* _Directions_
(a) Transcribe the part of the tokenization lesson starting with "Efficient prompting saves" and going on through "Cost (GPT-4o API)".
(b) According to the tokenization lesson, about how much does the API charge for output tokens?
(c) Write the next part of the lesson on tokenization, picking up after its last line.

* _Selected text_
------------

Lesson 00: Tokenization

The Core Idea: AI models do not "read" words like humans do. They process Tokens. A token isn't necessarily a word; it's a chunk of characters. Understanding tokens is the first step to mastering context window limits, cost estimation, and the "probability" of intelligence.

⚡ Live Tokenizer Lab

Type below to see how GPT-4 sees your text. (Powered by js-tiktoken running locally in your browser).

Token Count: 0 Character Count: 0

🔬 The Theory: Byte Pair Encoding (BPE)

The demo above uses BPE, the standard algorithm for GPT-4. It doesn't use a dictionary of words. Instead, it uses a frequency map.

Optimization: Common words like " the" (with a space) are assigned a single, efficient ID (e.g., 262).
Decomposition: Rare words are smashed into syllables. The name "Sounny" might become "Soun" + "ny" (2 tokens).
Whitespace Sensitivity: Notice that "AI" and " AI" (with a leading space) are different tokens. This is why trailing spaces in your prompts can technically waste money!

💰 Why Student Architects Should Care

1. The "RAM" Limit

The Context Window is finite (e.g., 128k tokens). If your bibliography is 130k tokens, the model physically cannot "see" the beginning. Understanding token density helps you fit more data into the "Brain."

2. The Invoice

APIs charge per 1M tokens.
Input: ~$2.50 / 1M tokens.
Output: ~$10.00 / 1M tokens.
Efficient prompting saves grant money.

💰 Token Budget Calculator

Estimate the cost of a research project based on your typical prompt length.

Estimated Monthly Prompts

Avg Tokens / Prompt

Estimated Monthly Cost (GPT-4o API)

------------

* _Supplied records_

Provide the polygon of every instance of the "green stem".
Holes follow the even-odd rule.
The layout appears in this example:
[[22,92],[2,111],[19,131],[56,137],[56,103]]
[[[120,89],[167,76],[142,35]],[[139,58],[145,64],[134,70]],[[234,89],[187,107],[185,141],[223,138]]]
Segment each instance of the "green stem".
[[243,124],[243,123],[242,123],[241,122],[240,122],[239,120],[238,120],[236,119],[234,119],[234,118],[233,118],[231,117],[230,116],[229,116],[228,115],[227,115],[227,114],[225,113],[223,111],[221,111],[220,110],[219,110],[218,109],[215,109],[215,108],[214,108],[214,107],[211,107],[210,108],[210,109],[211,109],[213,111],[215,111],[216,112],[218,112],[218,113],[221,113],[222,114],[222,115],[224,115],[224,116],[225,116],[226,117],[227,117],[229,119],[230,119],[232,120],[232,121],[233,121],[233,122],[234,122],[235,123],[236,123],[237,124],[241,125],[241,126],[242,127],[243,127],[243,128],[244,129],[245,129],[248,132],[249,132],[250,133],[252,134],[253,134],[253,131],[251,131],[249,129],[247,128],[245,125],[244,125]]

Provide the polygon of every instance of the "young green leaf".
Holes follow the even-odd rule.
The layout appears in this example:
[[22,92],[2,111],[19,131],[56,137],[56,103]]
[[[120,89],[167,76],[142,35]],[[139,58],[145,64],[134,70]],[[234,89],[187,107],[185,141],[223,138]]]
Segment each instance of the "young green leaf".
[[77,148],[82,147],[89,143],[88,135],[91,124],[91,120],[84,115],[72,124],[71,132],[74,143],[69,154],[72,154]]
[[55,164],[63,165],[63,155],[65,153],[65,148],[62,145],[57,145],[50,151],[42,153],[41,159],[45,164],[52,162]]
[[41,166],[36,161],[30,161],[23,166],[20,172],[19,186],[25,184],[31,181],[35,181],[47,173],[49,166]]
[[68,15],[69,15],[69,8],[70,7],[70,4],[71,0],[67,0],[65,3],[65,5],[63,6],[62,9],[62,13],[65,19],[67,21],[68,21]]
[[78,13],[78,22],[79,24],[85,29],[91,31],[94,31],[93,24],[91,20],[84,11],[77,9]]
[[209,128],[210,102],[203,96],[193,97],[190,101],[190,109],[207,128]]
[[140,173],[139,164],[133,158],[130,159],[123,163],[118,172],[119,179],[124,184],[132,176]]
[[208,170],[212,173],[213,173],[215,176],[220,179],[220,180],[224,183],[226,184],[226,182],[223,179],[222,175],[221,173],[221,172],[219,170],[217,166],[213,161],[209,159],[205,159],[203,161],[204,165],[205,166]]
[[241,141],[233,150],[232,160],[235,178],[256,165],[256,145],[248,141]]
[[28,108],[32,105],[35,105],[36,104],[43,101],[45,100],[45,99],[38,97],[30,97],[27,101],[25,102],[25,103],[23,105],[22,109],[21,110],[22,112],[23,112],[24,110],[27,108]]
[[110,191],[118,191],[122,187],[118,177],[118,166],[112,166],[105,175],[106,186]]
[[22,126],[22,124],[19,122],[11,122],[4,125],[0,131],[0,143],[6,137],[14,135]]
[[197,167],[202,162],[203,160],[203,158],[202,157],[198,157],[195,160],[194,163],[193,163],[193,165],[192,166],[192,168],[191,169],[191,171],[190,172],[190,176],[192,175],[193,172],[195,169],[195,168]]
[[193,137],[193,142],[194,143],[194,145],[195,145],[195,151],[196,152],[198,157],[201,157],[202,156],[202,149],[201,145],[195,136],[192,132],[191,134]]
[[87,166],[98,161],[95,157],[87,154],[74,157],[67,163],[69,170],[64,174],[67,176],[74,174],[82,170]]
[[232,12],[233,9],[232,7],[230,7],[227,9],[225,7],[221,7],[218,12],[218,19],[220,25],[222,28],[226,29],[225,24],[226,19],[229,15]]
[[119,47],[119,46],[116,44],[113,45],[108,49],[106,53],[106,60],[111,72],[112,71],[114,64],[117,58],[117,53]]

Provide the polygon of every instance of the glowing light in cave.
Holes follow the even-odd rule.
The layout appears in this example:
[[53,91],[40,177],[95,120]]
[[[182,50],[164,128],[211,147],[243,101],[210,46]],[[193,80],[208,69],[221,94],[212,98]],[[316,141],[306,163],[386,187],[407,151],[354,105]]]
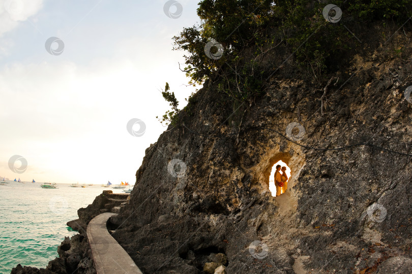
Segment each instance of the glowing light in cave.
[[[278,164],[280,164],[281,166],[286,166],[286,175],[287,175],[288,178],[286,182],[289,182],[289,180],[290,179],[290,168],[289,168],[289,166],[288,166],[284,162],[280,160],[273,165],[273,166],[272,167],[272,171],[271,172],[271,176],[270,177],[269,177],[269,190],[272,192],[272,195],[273,197],[276,196],[276,187],[275,186],[275,172],[276,171],[276,166]],[[283,193],[283,192],[282,193]]]

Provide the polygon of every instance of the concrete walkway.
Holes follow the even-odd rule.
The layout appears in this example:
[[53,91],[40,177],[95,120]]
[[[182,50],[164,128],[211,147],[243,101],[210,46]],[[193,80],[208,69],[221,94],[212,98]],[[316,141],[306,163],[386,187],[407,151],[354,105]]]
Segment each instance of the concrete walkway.
[[142,274],[126,252],[107,231],[106,223],[114,213],[106,213],[93,218],[87,225],[89,243],[97,274]]

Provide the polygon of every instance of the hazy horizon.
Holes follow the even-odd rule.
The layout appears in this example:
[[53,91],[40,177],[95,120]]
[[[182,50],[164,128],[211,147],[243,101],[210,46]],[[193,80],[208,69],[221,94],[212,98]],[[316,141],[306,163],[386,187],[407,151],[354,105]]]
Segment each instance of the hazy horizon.
[[[174,19],[166,2],[0,0],[2,179],[134,183],[166,129],[159,90],[168,82],[181,108],[196,88],[185,86],[172,38],[199,22],[197,2],[180,1]],[[145,125],[139,136],[126,129],[134,118]],[[27,161],[23,173],[9,167],[15,155]]]

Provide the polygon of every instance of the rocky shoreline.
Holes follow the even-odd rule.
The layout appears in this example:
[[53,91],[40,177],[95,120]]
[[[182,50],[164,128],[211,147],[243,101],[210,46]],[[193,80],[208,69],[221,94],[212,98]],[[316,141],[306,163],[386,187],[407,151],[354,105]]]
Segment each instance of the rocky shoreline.
[[46,268],[38,269],[18,264],[13,268],[11,273],[96,273],[86,233],[87,225],[92,219],[101,213],[118,213],[120,209],[128,202],[128,194],[115,194],[111,190],[103,190],[91,204],[77,211],[78,219],[67,222],[67,226],[78,231],[79,234],[71,238],[65,237],[64,241],[57,248],[58,258],[49,262]]

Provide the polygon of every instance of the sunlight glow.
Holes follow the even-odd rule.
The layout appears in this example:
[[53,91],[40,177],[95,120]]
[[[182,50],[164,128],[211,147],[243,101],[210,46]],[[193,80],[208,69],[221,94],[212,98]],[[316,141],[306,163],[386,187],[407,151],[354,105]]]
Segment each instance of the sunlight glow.
[[290,168],[283,161],[281,160],[273,165],[272,172],[271,172],[271,176],[269,177],[269,190],[272,192],[272,195],[273,197],[276,196],[276,187],[275,186],[275,172],[276,171],[276,166],[278,164],[280,164],[281,166],[286,166],[286,174],[288,178],[286,182],[289,182],[290,179]]

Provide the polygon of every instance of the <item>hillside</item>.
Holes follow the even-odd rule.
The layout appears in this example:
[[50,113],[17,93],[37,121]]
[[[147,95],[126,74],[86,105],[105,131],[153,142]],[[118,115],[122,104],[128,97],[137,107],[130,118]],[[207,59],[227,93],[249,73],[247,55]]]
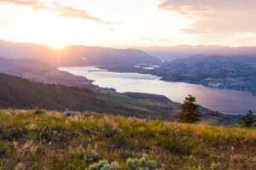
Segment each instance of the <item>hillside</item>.
[[115,161],[115,169],[131,170],[131,158],[142,156],[138,166],[149,170],[256,169],[255,129],[41,113],[0,110],[1,169],[84,170],[107,160]]
[[[139,99],[140,95],[143,95],[143,99]],[[177,104],[168,99],[157,95],[140,95],[129,97],[119,94],[96,93],[87,88],[37,83],[0,74],[0,108],[69,109],[144,117],[151,116],[169,120],[177,114]],[[160,99],[162,98],[165,99]]]
[[45,45],[0,42],[0,56],[14,59],[34,58],[55,67],[79,65],[131,65],[160,63],[139,49],[117,49],[70,45],[55,49]]
[[164,61],[191,57],[196,54],[203,54],[207,56],[223,55],[230,57],[236,55],[243,55],[247,57],[256,56],[256,48],[249,46],[234,48],[212,45],[177,45],[140,48]]
[[0,73],[22,76],[44,83],[62,84],[69,87],[100,89],[92,81],[58,69],[36,59],[7,59],[0,57]]

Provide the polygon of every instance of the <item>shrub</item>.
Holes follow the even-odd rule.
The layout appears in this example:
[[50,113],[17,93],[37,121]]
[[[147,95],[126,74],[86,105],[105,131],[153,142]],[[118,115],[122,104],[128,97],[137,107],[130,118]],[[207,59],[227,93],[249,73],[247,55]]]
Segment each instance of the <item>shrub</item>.
[[37,110],[33,112],[34,115],[44,115],[45,110]]

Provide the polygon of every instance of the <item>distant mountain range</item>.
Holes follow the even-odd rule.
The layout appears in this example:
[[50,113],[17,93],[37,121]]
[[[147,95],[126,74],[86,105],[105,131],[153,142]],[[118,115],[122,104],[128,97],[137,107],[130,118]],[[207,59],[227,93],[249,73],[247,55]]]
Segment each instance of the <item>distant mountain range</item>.
[[46,45],[0,41],[0,56],[34,58],[55,67],[81,65],[131,65],[159,64],[160,60],[139,49],[117,49],[70,45],[55,49]]
[[146,53],[158,57],[162,61],[190,57],[195,54],[256,57],[256,47],[228,47],[204,45],[177,45],[171,47],[140,48]]
[[177,104],[146,94],[104,94],[87,88],[38,83],[0,73],[0,109],[47,109],[96,111],[171,120]]
[[[97,93],[88,88],[33,82],[2,73],[0,80],[0,109],[68,109],[164,120],[174,120],[180,110],[180,104],[161,95]],[[203,122],[233,125],[239,122],[238,116],[199,108]]]
[[0,73],[22,76],[43,83],[62,84],[68,87],[103,90],[103,88],[93,85],[91,83],[93,81],[91,80],[59,71],[36,59],[15,60],[0,57]]

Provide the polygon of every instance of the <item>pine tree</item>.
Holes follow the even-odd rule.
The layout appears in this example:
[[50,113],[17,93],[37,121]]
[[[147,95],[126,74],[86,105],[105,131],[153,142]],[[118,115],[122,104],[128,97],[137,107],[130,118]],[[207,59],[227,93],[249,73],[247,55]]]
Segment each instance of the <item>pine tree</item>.
[[247,114],[242,117],[243,126],[247,128],[253,127],[253,124],[256,122],[255,118],[253,117],[253,111],[249,110]]
[[197,110],[197,105],[195,104],[195,97],[189,95],[185,98],[183,104],[182,104],[182,110],[176,116],[181,122],[193,123],[200,120],[201,114]]

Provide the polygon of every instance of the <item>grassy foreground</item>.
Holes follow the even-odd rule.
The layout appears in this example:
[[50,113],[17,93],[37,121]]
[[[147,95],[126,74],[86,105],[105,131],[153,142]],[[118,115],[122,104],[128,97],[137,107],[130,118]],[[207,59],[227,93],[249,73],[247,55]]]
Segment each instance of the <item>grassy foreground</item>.
[[104,159],[129,170],[127,159],[143,153],[158,169],[256,169],[256,131],[92,112],[0,110],[1,170],[84,170]]

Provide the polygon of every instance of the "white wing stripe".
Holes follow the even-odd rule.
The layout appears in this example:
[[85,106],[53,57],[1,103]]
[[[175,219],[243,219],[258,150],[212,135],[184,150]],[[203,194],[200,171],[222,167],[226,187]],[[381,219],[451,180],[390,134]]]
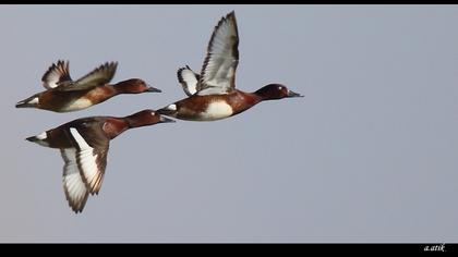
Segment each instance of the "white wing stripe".
[[92,148],[86,140],[80,135],[76,128],[70,127],[70,133],[75,138],[76,144],[80,147],[77,152],[77,163],[81,168],[81,173],[84,175],[88,189],[93,192],[96,186],[97,178],[100,175],[100,171],[97,167],[97,155],[94,155],[94,148]]
[[67,148],[61,151],[65,161],[62,178],[65,195],[73,210],[81,211],[86,203],[88,192],[77,169],[76,149]]

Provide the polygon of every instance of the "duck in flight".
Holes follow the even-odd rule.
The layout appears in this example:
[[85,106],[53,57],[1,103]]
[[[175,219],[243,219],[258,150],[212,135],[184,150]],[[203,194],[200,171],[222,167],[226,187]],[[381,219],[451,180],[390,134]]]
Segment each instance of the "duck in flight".
[[70,77],[69,61],[59,60],[43,75],[46,90],[16,103],[16,108],[37,108],[55,112],[79,111],[100,103],[119,94],[160,93],[143,79],[131,78],[109,84],[118,63],[105,63],[80,79]]
[[60,149],[64,160],[63,191],[69,206],[77,213],[83,211],[89,194],[98,194],[100,191],[110,140],[126,130],[165,122],[174,121],[154,110],[143,110],[122,118],[88,117],[26,139]]
[[239,34],[232,11],[216,25],[201,74],[188,65],[178,70],[178,81],[188,98],[157,110],[159,114],[189,121],[215,121],[241,113],[265,100],[302,97],[281,84],[268,84],[254,93],[236,88]]

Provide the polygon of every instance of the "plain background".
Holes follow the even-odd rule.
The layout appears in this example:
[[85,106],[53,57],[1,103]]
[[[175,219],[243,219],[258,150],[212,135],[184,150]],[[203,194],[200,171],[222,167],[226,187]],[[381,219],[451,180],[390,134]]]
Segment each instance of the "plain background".
[[[68,207],[57,149],[24,140],[185,97],[234,10],[239,89],[304,98],[111,142],[98,196]],[[1,242],[457,242],[457,5],[1,5]],[[118,61],[161,94],[79,112],[15,109],[52,62]]]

------------

* _Your responses_
(a)
Efficient prompting saves grant money.

💰 Token Budget Calculator

Estimate the cost of a research project based on your typical prompt length.

Estimated Monthly Prompts

Avg Tokens / Prompt

Estimated Monthly Cost (GPT-4o API)

(b) About $10.00 per 1M tokens.

(c)
$2.50

🧪 Lab Activity: Token Forensics

Use the Live Tokenizer above to solve these mysteries:

🎮 Game: Guess the Token Count

Can you predict the "Intelligence Budget" for this phrase?

"The Antigravity AI workshop at ISU is interdisciplinary."

Mystery 1: The Math Trap

Action: Type the number 1000. Then type 1,000. Then 1 000.

Observation: LLMs are notoriously bad at math. Why? Look at how the tokens break the numbers apart visually. They typically don't see "One Thousand," they see "One" and "Zero Zero Zero."

Mystery 2: The "Space" Tax

Action: Paste a block of Python code with heavy indentation.

Observation: Look at the whitespace. Are spaces essentially free? No. Every 4 spaces (tab) is often a token. Deeply nested code eats your Context Window faster than flat code.

Mystery 3: The Case Sensitivity

Action: Type Apple vs apple.

Observation: They are completely different IDs. The model has to "learn" the concept of the fruit twice (once for each capitalization state) in its embedding space.